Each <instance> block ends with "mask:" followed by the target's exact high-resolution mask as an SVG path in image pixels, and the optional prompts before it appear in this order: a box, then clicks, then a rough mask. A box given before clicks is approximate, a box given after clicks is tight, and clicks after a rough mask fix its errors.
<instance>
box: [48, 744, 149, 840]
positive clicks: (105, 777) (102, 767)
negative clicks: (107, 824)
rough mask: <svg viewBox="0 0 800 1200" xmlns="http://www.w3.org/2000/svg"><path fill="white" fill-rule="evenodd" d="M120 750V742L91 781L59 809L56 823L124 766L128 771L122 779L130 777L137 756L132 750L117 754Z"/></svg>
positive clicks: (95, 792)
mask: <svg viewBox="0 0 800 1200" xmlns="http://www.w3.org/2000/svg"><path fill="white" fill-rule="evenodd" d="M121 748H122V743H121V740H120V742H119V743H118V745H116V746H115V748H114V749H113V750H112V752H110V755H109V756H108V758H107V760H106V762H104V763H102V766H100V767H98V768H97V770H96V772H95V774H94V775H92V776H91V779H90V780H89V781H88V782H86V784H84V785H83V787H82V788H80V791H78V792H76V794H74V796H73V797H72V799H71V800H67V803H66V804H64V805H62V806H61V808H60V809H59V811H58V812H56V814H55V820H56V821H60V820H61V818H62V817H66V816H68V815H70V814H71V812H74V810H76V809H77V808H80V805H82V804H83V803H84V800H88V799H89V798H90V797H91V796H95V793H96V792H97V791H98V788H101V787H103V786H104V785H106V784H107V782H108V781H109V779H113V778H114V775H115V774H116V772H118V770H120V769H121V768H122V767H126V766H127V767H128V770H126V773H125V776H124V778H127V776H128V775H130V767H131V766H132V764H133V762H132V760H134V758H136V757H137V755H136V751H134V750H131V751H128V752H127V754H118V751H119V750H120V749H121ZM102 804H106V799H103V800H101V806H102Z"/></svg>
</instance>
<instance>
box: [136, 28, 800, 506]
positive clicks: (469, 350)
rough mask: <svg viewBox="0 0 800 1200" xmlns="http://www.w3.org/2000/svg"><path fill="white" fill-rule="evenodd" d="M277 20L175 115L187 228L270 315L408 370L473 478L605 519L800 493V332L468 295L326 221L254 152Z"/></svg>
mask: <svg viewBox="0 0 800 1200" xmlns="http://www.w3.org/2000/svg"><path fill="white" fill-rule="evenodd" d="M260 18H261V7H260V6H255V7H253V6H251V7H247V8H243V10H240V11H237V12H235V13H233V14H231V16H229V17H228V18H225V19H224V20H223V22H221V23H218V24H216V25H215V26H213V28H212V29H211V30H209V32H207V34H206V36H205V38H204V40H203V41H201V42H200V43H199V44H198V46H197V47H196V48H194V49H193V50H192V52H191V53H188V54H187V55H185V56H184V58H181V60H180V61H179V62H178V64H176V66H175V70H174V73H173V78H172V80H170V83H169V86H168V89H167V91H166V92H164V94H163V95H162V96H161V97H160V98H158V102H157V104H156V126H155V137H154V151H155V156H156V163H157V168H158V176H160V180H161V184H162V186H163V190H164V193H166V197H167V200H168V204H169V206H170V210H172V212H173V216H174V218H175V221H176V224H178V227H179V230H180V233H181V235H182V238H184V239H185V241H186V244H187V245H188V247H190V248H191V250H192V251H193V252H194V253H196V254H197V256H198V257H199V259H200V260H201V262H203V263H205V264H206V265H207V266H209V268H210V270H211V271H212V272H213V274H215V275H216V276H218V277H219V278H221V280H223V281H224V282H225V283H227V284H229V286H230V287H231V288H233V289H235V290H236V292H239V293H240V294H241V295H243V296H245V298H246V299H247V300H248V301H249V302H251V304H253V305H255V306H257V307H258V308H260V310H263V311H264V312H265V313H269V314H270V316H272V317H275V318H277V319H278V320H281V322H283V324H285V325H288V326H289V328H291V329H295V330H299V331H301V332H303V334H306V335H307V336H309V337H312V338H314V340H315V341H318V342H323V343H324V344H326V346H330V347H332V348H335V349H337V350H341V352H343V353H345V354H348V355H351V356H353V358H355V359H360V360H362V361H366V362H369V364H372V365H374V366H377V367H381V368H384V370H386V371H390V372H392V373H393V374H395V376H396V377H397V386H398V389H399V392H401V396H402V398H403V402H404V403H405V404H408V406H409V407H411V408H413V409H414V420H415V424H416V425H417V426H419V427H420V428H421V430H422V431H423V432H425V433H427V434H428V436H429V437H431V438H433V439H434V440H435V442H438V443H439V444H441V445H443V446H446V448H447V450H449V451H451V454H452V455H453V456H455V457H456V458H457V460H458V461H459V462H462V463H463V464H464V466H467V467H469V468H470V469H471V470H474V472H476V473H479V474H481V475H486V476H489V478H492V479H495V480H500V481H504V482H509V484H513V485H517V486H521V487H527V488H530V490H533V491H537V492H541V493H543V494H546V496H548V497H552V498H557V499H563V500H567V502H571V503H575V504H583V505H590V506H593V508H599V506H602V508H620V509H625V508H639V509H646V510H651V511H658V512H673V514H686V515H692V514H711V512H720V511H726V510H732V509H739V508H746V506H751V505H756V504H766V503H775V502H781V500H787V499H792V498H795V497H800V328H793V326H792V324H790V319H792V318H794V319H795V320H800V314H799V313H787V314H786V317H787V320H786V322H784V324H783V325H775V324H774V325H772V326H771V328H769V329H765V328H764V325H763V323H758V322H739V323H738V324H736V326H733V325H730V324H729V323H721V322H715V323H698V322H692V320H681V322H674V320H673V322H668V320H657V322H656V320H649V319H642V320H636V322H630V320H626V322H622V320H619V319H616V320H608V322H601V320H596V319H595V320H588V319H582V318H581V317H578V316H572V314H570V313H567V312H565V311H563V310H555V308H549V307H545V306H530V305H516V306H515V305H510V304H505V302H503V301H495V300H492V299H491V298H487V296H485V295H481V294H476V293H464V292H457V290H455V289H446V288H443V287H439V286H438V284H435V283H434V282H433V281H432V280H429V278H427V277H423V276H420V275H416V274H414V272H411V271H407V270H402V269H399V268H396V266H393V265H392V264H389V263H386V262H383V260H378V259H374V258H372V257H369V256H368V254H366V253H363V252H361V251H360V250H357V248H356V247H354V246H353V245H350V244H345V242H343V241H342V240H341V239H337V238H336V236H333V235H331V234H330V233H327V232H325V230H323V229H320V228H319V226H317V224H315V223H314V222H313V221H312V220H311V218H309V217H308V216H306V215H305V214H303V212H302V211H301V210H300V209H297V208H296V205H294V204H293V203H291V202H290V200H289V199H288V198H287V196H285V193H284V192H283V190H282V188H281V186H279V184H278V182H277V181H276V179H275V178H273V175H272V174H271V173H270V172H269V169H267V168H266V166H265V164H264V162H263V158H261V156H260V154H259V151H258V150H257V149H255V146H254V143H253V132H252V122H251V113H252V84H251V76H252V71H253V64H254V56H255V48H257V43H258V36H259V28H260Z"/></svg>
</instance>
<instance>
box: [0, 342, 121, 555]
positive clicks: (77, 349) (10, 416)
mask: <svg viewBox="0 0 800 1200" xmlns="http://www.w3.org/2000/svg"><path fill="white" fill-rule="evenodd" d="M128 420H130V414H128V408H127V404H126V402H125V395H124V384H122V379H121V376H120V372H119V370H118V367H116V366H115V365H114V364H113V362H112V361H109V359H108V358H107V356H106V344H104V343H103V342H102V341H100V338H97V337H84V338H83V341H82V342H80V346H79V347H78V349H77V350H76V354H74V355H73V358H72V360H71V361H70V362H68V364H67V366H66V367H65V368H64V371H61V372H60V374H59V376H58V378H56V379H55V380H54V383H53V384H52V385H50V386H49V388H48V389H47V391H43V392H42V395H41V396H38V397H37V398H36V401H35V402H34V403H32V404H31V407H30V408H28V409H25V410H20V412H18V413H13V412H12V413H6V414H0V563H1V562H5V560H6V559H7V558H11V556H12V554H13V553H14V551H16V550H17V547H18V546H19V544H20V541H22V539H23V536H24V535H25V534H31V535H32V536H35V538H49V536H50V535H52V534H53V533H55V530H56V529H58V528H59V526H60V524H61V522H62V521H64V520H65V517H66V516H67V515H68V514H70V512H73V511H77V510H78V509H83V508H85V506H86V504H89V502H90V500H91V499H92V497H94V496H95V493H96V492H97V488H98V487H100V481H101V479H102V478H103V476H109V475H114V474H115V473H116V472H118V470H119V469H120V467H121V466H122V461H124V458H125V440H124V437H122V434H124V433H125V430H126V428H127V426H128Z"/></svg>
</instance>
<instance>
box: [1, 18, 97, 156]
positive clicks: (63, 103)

------------------------------------------------------------------------

Please retype the data exactly as it stands, from its first line down to the line that contains "positive clicks: (469, 350)", then stop.

Each <instance> block ends with "mask:" followed by the target's exact high-resolution mask as an SVG path in image pixels, and the optional prompts before it appear in this order: a box, then clicks, then a rough mask. A box given before clicks is approximate, a box given after clicks is tight, and clicks after a rough mask fix its errors.
<instance>
box: [48, 744, 149, 840]
positive clicks: (105, 777) (102, 767)
negative clicks: (107, 824)
rough mask: <svg viewBox="0 0 800 1200" xmlns="http://www.w3.org/2000/svg"><path fill="white" fill-rule="evenodd" d="M120 750V742L91 781L59 809L56 823L124 766L128 771L122 779L130 777L137 756L132 750L117 754Z"/></svg>
positive clicks: (95, 792)
mask: <svg viewBox="0 0 800 1200" xmlns="http://www.w3.org/2000/svg"><path fill="white" fill-rule="evenodd" d="M121 748H122V743H121V740H120V742H119V743H118V745H116V746H115V748H114V749H113V750H112V752H110V755H109V756H108V758H107V760H106V762H104V763H102V766H100V767H98V768H97V770H96V772H95V774H94V775H92V776H91V779H90V780H89V781H88V782H86V784H84V785H83V787H82V788H80V791H78V792H76V794H74V796H73V797H72V799H71V800H67V803H66V804H64V805H62V806H61V808H60V809H59V811H58V812H56V814H55V820H56V821H60V820H61V818H62V817H66V816H68V815H70V814H71V812H74V810H76V809H77V808H80V805H82V804H83V803H84V800H88V799H89V798H90V797H91V796H95V793H96V792H97V791H98V788H101V787H103V786H104V785H106V784H107V782H108V781H109V779H113V778H114V775H115V774H116V772H118V770H120V769H121V768H122V767H126V766H127V767H128V770H126V773H125V776H124V778H127V776H128V775H130V767H131V766H132V764H133V762H132V760H134V758H136V757H137V755H136V751H134V750H131V751H128V752H127V754H118V751H119V750H120V749H121ZM102 804H106V799H103V800H101V806H102Z"/></svg>
</instance>
<instance>
box: [136, 28, 800, 506]
positive clicks: (469, 350)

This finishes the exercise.